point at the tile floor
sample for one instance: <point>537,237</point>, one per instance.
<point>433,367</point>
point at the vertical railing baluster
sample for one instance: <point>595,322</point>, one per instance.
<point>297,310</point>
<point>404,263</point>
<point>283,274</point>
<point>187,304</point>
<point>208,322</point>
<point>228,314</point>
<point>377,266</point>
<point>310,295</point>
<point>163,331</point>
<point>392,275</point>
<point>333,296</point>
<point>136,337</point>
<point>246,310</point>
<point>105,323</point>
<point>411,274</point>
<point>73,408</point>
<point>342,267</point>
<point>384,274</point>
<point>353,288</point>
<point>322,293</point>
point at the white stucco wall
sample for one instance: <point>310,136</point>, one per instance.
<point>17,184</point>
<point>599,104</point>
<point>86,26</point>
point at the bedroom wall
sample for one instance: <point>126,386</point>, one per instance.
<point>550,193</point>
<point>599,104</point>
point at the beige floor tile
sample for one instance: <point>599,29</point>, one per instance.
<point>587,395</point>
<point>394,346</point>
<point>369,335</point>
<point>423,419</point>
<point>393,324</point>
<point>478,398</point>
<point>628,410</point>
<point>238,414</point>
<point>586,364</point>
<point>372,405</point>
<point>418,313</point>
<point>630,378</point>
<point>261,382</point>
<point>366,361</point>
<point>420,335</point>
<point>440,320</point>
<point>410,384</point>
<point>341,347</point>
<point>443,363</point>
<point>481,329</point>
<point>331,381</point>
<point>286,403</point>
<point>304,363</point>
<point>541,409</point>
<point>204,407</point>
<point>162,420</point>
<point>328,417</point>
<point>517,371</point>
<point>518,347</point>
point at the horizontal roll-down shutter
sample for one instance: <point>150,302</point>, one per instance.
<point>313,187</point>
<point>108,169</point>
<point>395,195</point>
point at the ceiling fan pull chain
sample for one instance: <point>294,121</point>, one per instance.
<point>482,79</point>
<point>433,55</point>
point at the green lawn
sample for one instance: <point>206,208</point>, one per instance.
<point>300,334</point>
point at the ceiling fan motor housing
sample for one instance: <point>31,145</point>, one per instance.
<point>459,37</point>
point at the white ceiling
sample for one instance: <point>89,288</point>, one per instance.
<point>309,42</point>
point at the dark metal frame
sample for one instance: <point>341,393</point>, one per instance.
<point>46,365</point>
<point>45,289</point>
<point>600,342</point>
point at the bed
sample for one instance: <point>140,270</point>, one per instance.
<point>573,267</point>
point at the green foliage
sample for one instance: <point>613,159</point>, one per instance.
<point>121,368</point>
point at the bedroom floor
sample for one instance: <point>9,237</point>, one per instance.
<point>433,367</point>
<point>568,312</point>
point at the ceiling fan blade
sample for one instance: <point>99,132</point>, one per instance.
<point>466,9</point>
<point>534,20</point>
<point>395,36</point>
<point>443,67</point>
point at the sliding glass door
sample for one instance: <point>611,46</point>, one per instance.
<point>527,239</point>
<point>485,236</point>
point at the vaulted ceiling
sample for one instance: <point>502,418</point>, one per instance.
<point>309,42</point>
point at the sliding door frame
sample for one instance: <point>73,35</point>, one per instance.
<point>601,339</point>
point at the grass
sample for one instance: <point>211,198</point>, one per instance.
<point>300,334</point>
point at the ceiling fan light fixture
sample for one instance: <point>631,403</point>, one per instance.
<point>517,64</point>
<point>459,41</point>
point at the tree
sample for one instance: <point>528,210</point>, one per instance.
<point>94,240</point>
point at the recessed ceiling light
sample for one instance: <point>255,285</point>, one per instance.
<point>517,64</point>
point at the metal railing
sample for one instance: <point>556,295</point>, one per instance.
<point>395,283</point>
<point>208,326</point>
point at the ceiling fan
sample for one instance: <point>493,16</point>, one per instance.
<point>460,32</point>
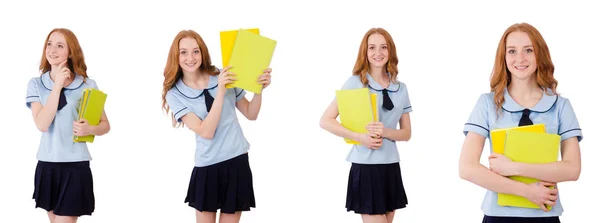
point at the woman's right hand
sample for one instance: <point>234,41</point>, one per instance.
<point>62,75</point>
<point>370,140</point>
<point>225,78</point>
<point>541,195</point>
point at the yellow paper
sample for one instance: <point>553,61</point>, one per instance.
<point>227,42</point>
<point>528,147</point>
<point>498,136</point>
<point>355,110</point>
<point>374,107</point>
<point>251,55</point>
<point>91,109</point>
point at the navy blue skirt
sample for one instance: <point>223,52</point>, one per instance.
<point>226,185</point>
<point>492,219</point>
<point>375,189</point>
<point>64,188</point>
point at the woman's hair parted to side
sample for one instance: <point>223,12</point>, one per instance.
<point>173,71</point>
<point>361,67</point>
<point>545,69</point>
<point>76,61</point>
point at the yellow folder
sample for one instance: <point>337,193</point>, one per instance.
<point>356,110</point>
<point>528,147</point>
<point>250,56</point>
<point>498,136</point>
<point>227,42</point>
<point>374,107</point>
<point>91,109</point>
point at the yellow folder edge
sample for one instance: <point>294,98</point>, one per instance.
<point>87,94</point>
<point>375,117</point>
<point>258,58</point>
<point>551,150</point>
<point>228,40</point>
<point>498,136</point>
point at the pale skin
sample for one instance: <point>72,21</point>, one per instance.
<point>377,54</point>
<point>57,54</point>
<point>521,62</point>
<point>190,60</point>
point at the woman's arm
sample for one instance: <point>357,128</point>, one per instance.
<point>473,171</point>
<point>402,134</point>
<point>328,122</point>
<point>567,169</point>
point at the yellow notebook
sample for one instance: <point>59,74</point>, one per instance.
<point>250,56</point>
<point>227,42</point>
<point>374,107</point>
<point>91,108</point>
<point>498,136</point>
<point>528,147</point>
<point>356,110</point>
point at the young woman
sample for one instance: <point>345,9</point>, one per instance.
<point>194,90</point>
<point>63,179</point>
<point>523,92</point>
<point>375,188</point>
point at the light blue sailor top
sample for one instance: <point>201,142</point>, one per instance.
<point>388,152</point>
<point>57,143</point>
<point>228,141</point>
<point>554,111</point>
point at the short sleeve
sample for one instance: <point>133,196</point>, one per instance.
<point>568,126</point>
<point>176,106</point>
<point>478,120</point>
<point>92,83</point>
<point>352,83</point>
<point>239,94</point>
<point>33,94</point>
<point>407,107</point>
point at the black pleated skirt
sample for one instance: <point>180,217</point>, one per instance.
<point>226,185</point>
<point>492,219</point>
<point>64,188</point>
<point>375,189</point>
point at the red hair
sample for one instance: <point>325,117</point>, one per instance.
<point>361,67</point>
<point>545,68</point>
<point>173,71</point>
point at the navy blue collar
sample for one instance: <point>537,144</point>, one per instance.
<point>546,103</point>
<point>48,83</point>
<point>195,93</point>
<point>375,86</point>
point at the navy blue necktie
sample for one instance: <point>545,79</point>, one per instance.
<point>387,101</point>
<point>208,99</point>
<point>525,118</point>
<point>62,100</point>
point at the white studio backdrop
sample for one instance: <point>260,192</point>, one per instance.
<point>142,167</point>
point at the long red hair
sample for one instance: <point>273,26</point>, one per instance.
<point>545,68</point>
<point>361,67</point>
<point>75,61</point>
<point>173,71</point>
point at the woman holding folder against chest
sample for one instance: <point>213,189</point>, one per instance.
<point>63,179</point>
<point>375,188</point>
<point>523,92</point>
<point>194,90</point>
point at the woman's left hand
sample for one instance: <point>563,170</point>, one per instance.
<point>265,78</point>
<point>502,165</point>
<point>81,128</point>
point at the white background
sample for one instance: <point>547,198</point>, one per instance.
<point>142,167</point>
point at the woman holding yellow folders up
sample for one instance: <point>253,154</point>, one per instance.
<point>63,179</point>
<point>194,90</point>
<point>523,93</point>
<point>375,188</point>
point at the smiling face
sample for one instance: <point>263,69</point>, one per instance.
<point>57,50</point>
<point>190,57</point>
<point>377,51</point>
<point>520,56</point>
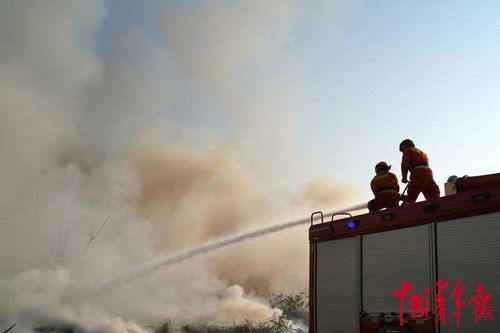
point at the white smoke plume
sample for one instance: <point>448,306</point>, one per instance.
<point>105,169</point>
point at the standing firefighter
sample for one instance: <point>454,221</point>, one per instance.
<point>385,187</point>
<point>421,179</point>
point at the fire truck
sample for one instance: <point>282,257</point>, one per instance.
<point>428,267</point>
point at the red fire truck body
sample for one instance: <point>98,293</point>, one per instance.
<point>358,263</point>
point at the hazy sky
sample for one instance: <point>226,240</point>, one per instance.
<point>372,73</point>
<point>173,123</point>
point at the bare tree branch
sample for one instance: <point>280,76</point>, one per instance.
<point>93,236</point>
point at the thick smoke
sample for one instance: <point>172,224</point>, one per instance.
<point>103,169</point>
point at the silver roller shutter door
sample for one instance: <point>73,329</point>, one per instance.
<point>336,283</point>
<point>389,258</point>
<point>468,249</point>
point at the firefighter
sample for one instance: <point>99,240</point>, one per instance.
<point>385,187</point>
<point>416,162</point>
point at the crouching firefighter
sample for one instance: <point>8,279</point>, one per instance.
<point>385,188</point>
<point>416,162</point>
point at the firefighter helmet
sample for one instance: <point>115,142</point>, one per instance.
<point>406,143</point>
<point>382,166</point>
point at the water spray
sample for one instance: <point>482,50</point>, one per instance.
<point>214,245</point>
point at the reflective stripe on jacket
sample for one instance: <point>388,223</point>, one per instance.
<point>413,158</point>
<point>385,183</point>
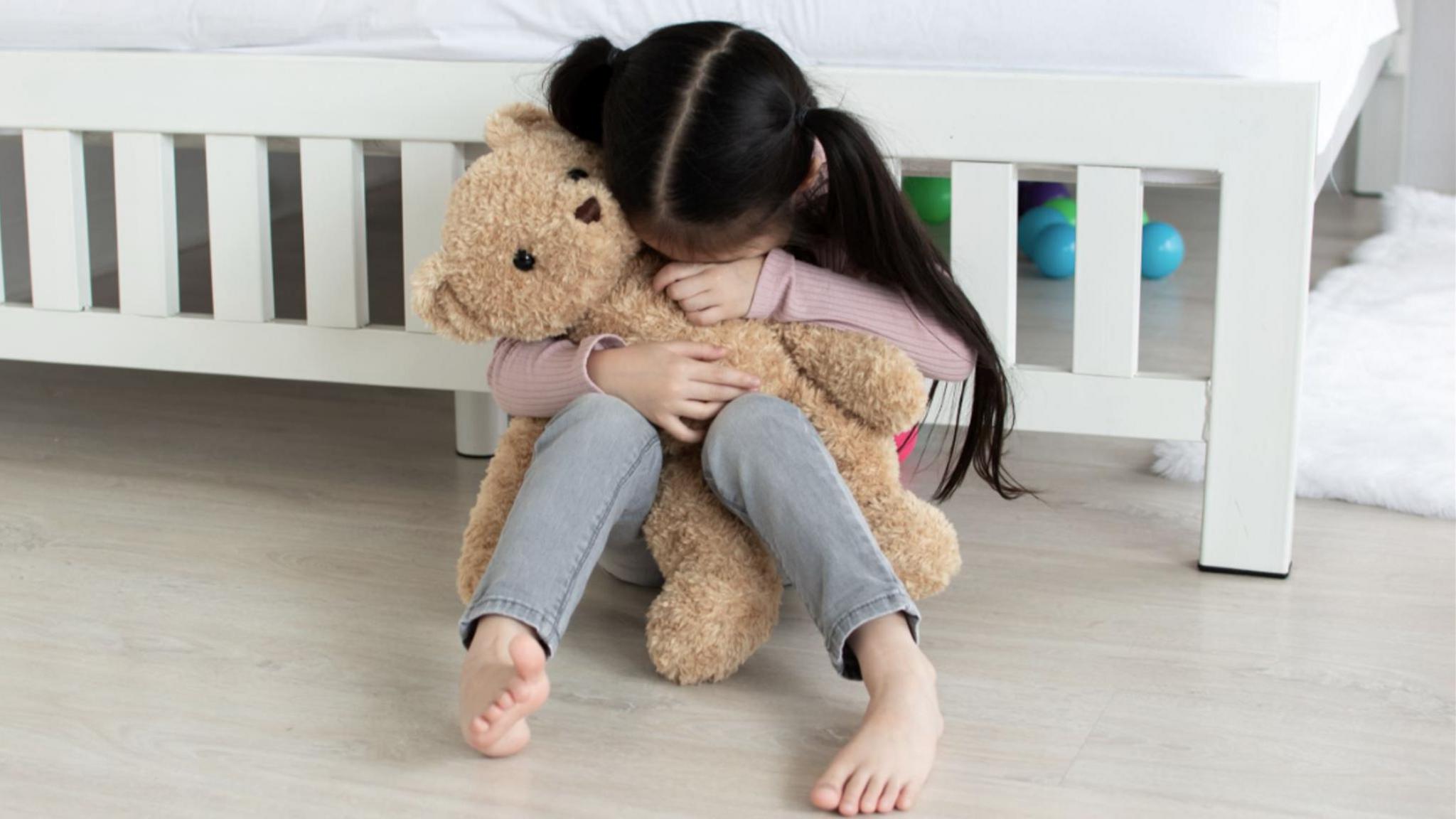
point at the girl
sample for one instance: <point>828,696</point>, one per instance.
<point>722,159</point>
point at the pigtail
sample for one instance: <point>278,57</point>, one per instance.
<point>577,91</point>
<point>865,213</point>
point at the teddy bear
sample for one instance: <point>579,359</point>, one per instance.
<point>535,247</point>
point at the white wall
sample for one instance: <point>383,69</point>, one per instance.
<point>1430,132</point>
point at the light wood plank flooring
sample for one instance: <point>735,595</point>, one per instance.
<point>235,598</point>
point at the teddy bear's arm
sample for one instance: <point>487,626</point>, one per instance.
<point>865,375</point>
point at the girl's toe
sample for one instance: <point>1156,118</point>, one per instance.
<point>890,796</point>
<point>871,801</point>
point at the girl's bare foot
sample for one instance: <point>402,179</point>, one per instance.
<point>503,682</point>
<point>890,756</point>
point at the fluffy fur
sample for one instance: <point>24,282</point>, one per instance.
<point>1378,405</point>
<point>721,594</point>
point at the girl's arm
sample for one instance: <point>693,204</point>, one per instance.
<point>539,378</point>
<point>791,290</point>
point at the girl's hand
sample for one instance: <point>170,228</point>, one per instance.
<point>711,294</point>
<point>669,382</point>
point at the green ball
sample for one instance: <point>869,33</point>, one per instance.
<point>929,197</point>
<point>1066,208</point>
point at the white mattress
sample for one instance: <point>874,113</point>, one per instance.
<point>1322,41</point>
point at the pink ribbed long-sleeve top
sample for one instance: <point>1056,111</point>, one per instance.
<point>540,378</point>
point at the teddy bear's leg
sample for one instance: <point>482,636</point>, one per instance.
<point>721,594</point>
<point>498,490</point>
<point>916,537</point>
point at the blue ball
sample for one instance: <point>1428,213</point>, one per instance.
<point>1033,223</point>
<point>1162,250</point>
<point>1056,251</point>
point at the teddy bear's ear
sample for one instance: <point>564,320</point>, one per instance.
<point>516,122</point>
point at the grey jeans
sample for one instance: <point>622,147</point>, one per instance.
<point>593,480</point>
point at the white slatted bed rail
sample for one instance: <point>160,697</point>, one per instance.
<point>1258,139</point>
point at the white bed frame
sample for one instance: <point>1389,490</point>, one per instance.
<point>1256,139</point>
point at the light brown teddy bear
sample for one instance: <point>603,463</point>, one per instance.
<point>535,247</point>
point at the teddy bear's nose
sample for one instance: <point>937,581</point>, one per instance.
<point>590,210</point>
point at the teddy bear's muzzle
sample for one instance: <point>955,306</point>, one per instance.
<point>589,212</point>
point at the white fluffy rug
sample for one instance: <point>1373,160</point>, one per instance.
<point>1378,417</point>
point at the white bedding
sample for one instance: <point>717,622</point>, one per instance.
<point>1322,41</point>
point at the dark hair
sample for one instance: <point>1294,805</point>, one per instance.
<point>708,130</point>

··········

### Directions:
Repeat exactly, and only, the lines from the line with "point at the teddy bear's ear" through the end of the listing above, both ends included.

### Answer to this exercise:
point at the teddy bear's ear
sample for one instance: <point>564,320</point>, one per instance.
<point>516,122</point>
point at the grey jeans
sample for one instance: <point>622,147</point>, one per instance.
<point>593,480</point>
point at the white slatted bed rail
sample for one instance: <point>160,697</point>, one per instance.
<point>1258,139</point>
point at the white bed frame
sample for one instance: <point>1389,490</point>, one per instance.
<point>1256,139</point>
point at the light brown teddy bear
sample for one instance: <point>603,463</point>, one per instance.
<point>535,247</point>
point at the teddy bear's nose
sample for one instance: <point>937,581</point>, one per instance.
<point>590,210</point>
point at the teddy bear's muzzle
sample for one instance: <point>955,306</point>, one per instance.
<point>589,212</point>
point at the white fluffy rug
sample for one instance: <point>1373,160</point>, one per instance.
<point>1378,417</point>
point at the white bedding
sample for one instance: <point>717,622</point>, one per instance.
<point>1322,41</point>
point at the dark hair
sample for one instance: <point>1294,805</point>, one per instance.
<point>708,130</point>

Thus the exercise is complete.